> ASSIGNMENT:
Retype the stretch of the blog post on tag clouds below from "Andrew Odewahn, the" through "themes popped out.", with no changes.

> QUOTED PASSAGE:
------------

Thu

Jan 18
2007

Tim O'Reilly

Tim O'Reilly

Tag Cloud of "What is Web 2.0?"

Andrew Odewahn, the director of the O'Reilly Network, wrote:

Tim Allwine and I been experimenting with various services to make tag clouds of arbitrary data. (i.e., services to do stemming, remove stop words, calculate stats, and render a styled cloud using an AJAX widget John Allwine put together). Just for fun, I pointed these tools at Tim's "What is Web 2.0" article and got the attached file back. I thought it was pretty amazing how quickly the broad themes popped out.

what_is_web20.jpg

Also interesting to me is how tag clouds are morphing into a general analytical metaphor. The term seems to have become a shorthand way of saying "a visual display that conveys the broad themes that emerge from textual analysis." For example, here's something Richard MacManus pointed to on Read/WriteWeb: Bill Gates CES speech as a tag cloud. Here's another example by Chirag Mehta -- a visualization of the state of the union address -- it's even animated, so you can see themes rise and fade over time."

Now, on the one hand, this is very cool, and the tag cloud for the article is a true reflection of many of the concepts in the article. For example, the size of the word "data" emphasizes a point that is central to my thinking on Web 2.0 but that I still don't think has been grasped entirely by many people in the software industry. But the tag cloud also shows the limits of tag clouds. The single most important phrase that describes Web 2.0 is "collective intelligence" and you'll never see that in the cloud. Maybe a version that looks for phrases and not just words would help. In addition to collective intelligence, words and phrases that I would think of as central to Web 2.0 include "data", "users", "platform", "network effects", and "internet."

All that being said, I'm a big fan of tag clouds. We used them a bunch to analyze the topics, companies and people at the last FOO Camp, and they were the most useful of the visualizations we did. They helped us see where we were under- and over-represented in terms of companies and particular technologies we were wanting to explore. Ryan Grimm and Andy Bruno also built an awesome tag cloud/search engine of the content of all O'Reilly books. So they have many uses beyond just showing what we normally think of as tags. Thanks, Andrew!


tags: web 2.0  | comments: 11   | Sphere It
submit:

 
Previous  |  Next

0 TrackBacks

TrackBack URL for this entry: http://blogs.oreilly.com/cgi-bin/mt/mt-t.cgi/5177

Comments: 11

  michael holloway [01.18.07 06:10 AM]

What about a cloud from all Web 2.0 articles comments sections? What themes come forward? Are they similar? Or in other words, are we getting you?

------------

> SUPPLIED ENTRIES:
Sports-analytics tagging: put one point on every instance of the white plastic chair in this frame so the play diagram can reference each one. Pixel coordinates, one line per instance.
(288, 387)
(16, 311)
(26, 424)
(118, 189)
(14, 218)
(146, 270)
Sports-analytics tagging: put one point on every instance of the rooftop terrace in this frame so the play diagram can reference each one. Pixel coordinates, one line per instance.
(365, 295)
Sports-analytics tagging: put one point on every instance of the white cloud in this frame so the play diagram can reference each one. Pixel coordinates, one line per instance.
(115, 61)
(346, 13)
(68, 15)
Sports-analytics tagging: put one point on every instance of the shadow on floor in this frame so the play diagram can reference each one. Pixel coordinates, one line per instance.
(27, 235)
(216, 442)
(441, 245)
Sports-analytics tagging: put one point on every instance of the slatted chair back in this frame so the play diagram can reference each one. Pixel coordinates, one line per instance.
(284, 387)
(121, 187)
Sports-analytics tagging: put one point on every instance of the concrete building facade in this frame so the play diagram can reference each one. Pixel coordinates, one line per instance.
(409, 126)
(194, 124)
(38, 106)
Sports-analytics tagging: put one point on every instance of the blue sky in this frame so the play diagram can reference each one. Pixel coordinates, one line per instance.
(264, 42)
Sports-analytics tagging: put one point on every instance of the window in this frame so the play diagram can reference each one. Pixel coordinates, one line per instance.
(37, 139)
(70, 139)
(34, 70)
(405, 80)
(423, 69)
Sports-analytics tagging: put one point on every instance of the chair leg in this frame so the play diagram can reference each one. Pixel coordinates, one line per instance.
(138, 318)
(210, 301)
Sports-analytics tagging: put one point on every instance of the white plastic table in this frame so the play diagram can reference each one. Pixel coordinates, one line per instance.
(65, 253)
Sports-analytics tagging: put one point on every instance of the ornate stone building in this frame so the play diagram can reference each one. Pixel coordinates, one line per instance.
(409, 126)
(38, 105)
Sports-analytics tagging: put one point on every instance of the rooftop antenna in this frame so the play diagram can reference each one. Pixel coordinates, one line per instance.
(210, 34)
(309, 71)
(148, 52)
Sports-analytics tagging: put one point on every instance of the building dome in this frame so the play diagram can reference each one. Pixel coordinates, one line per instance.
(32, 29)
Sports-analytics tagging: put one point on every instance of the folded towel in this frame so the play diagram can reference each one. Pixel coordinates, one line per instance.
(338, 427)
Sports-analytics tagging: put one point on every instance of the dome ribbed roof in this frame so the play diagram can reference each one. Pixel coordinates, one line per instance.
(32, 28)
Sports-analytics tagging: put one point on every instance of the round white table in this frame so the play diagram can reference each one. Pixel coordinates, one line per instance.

------------

> YOUR SOLUTION:
Andrew Odewahn, the director of the O'Reilly Network, wrote:

Tim Allwine and I been experimenting with various services to make tag clouds of arbitrary data. (i.e., services to do stemming, remove stop words, calculate stats, and render a styled cloud using an AJAX widget John Allwine put together). Just for fun, I pointed these tools at Tim's "What is Web 2.0" article and got the attached file back. I thought it was pretty amazing how quickly the broad themes popped out.